- **Brief 1**
Repeat the part of the car stereo wiring thread that begins at the words "dose anyone no" and stops after "small compact one???".
- **Brief 2**
Pick up the car stereo wiring thread after its last line and continue it.

- **Passage shown**
*****

# cd player problem



## CoreyJames19e (Jul 23, 2009)

I have a nissan maxma 1990 J30

i have pulled old tape player out, has a werid plug so i cut the plug, and started to wire

dose anyone no which one is ground, memory, and current power, along with speakers etc, its all werid, i hooked everything up but it seams the vol allways turns up loud when i turn car on all the time, might be memory, as for ground, at the moment iv wired the ground upto the sig lighters ground

i got a new cd/dvd player combo

also dose anyone have a good place to wire up / mount a uhf radio a small compact one???

thanks


----------



## jaggerwild (May 21, 2007)

CoreyJames19e said:


> I have a nissan maxma 1990 J30
> 
> i have pulled old tape player out, has a werid plug so i cut the plug, and started to wire
> 
> ...



Need more let me know...........:wave:
Constant 12V+	Red/Black 
Switched 12V+ Blue 
Ground n/a 
Illumination Red/Yellow 
Dimmer n/a 
Antenna Right Rear 
Front Speakers 4" x 6" Doors
Left Front (+) White 
Left Front (-) Black 
Right Front (+) White/Green 
Right Front (-) Black/Silver 
Rear Speakers 6" x 9" Rear Deck
Left Rear (+) White/Blue 
Left Rear (-) Black/Blue 
Right Rear (+) White/Red 
Right Rear (-) Black/Red

Giving credit to the site that I got that from
http://www.the12volt.com/installbay/stereodetail/1626.html


----------



## lcurle (Oct 5, 2008)

*****

- **Collected data**
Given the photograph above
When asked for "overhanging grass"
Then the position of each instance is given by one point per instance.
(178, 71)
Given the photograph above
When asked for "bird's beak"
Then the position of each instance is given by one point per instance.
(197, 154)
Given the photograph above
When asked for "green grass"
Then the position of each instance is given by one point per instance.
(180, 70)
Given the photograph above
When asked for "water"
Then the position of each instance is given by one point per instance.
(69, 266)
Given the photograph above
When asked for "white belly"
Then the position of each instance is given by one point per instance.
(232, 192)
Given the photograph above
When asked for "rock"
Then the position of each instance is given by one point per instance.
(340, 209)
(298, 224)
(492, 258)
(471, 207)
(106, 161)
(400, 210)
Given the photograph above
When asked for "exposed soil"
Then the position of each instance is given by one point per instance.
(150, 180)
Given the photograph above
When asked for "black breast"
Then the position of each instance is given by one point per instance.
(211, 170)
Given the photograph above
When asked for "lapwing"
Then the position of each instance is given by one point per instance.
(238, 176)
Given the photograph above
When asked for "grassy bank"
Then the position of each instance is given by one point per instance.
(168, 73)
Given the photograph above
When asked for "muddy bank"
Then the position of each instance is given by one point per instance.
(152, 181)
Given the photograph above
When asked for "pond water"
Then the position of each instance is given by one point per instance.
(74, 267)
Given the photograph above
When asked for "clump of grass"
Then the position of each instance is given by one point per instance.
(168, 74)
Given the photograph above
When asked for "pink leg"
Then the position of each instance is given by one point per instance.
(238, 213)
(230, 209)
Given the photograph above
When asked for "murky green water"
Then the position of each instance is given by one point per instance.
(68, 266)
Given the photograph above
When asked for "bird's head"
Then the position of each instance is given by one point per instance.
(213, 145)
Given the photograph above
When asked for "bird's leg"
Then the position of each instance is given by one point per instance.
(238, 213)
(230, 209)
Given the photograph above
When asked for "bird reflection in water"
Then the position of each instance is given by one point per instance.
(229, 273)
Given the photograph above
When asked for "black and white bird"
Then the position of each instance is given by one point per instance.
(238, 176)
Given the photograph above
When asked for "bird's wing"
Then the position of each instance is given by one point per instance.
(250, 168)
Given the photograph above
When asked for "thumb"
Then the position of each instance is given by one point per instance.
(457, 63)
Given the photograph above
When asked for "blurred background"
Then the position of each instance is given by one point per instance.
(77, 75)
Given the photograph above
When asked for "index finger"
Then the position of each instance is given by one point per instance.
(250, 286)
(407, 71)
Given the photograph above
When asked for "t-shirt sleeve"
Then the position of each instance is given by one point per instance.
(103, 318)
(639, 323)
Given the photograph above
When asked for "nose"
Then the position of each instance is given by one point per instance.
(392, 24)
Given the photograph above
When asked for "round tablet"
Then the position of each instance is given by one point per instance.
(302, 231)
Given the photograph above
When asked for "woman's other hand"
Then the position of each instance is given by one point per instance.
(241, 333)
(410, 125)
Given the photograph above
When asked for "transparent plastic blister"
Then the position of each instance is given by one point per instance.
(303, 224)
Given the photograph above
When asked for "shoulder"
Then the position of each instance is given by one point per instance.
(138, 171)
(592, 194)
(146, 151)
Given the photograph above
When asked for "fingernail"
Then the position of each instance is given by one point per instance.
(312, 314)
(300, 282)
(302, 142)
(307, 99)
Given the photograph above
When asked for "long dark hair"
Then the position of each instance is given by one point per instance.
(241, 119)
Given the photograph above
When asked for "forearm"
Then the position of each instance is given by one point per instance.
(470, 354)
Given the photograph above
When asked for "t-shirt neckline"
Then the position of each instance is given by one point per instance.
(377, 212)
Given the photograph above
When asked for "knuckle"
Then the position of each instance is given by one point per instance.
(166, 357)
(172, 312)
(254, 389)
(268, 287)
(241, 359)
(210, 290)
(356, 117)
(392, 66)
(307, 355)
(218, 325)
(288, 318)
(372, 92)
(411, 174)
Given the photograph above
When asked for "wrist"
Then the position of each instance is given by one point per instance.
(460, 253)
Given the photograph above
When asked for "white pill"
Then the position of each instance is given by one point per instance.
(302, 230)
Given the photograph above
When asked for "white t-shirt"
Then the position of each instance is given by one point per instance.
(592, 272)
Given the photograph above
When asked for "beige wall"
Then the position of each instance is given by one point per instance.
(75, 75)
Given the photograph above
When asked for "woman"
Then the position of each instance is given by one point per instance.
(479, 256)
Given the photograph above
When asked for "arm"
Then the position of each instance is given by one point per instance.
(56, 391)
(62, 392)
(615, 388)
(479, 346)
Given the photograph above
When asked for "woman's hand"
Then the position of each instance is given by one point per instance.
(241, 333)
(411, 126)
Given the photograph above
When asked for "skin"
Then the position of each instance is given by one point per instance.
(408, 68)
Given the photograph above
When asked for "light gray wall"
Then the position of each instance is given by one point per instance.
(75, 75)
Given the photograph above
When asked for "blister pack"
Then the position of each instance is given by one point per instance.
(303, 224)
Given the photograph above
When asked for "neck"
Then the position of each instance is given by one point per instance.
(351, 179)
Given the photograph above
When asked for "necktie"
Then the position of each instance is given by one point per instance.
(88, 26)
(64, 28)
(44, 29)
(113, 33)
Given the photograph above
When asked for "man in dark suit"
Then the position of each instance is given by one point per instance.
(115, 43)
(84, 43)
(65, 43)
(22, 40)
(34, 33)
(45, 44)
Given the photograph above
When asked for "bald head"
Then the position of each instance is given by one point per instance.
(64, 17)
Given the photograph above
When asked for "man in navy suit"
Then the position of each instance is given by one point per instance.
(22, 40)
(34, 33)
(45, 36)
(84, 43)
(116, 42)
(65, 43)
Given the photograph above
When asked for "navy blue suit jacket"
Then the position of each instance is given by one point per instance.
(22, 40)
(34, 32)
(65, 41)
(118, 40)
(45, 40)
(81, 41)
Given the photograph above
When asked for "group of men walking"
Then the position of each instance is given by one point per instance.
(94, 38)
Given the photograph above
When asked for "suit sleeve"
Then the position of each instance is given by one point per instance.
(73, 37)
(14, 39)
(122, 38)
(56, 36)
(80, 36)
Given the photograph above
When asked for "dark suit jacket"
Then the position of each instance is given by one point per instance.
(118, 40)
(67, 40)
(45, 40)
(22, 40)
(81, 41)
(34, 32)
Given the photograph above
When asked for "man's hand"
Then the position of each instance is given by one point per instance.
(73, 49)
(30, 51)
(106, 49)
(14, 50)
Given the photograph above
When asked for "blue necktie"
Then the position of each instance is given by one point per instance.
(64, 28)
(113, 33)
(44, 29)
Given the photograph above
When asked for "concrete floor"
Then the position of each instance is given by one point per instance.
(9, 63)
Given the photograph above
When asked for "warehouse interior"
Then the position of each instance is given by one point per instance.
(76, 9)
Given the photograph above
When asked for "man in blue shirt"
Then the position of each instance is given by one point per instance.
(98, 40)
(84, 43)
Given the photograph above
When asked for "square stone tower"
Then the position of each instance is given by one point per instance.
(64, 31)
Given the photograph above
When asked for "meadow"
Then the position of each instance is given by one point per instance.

*****

- **Exercise answer 1**
dose anyone no which one is ground, memory, and current power, along with speakers etc, its all werid, i hooked everything up but it seams the vol allways turns up loud when i turn car on all the time, might be memory, as for ground, at the moment iv wired the ground upto the sig lighters ground

i got a new cd/dvd player combo

also dose anyone have a good place to wire up / mount a uhf radio a small compact one???

- **Exercise answer 2**
wierd plug...if it had a factory amplifier then you would have needed the harness for that or you will have to re wire the car, or splice the signal wires back together again.


----------



## jaggerwild (May 21, 2007)

Isn't that the car with the AMP'S built into each speaker? MAking wiring it a night mere?


----------



## Coolfreak (May 27, 2008)

Wouldn't it have been easier to buy a wiring harness for his car?


----------



## lcurle (Oct 5, 2008)

it would have been yes.


----------



## jaggerwild (May 21, 2007)

Coolfreak said:


> Wouldn't it have been easier to buy a wiring harness for his car?


Yeah but,


> i have pulled old tape player out, has a werid plug so i cut the plug, and started to wire


 Most likely have to splice it all back.......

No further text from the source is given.